Available data Block Start
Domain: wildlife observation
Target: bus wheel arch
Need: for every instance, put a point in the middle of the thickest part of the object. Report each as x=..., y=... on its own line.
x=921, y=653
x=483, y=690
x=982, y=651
Available data Block End
• Task instructions: Output all of the data exactly as given.

• Response to the task:
Domain: wildlife observation
Target: bus wheel arch
Need: for every instance, put a point in the middle of the thickest part of the object. Report each as x=..., y=... on its own line.
x=921, y=653
x=483, y=690
x=982, y=651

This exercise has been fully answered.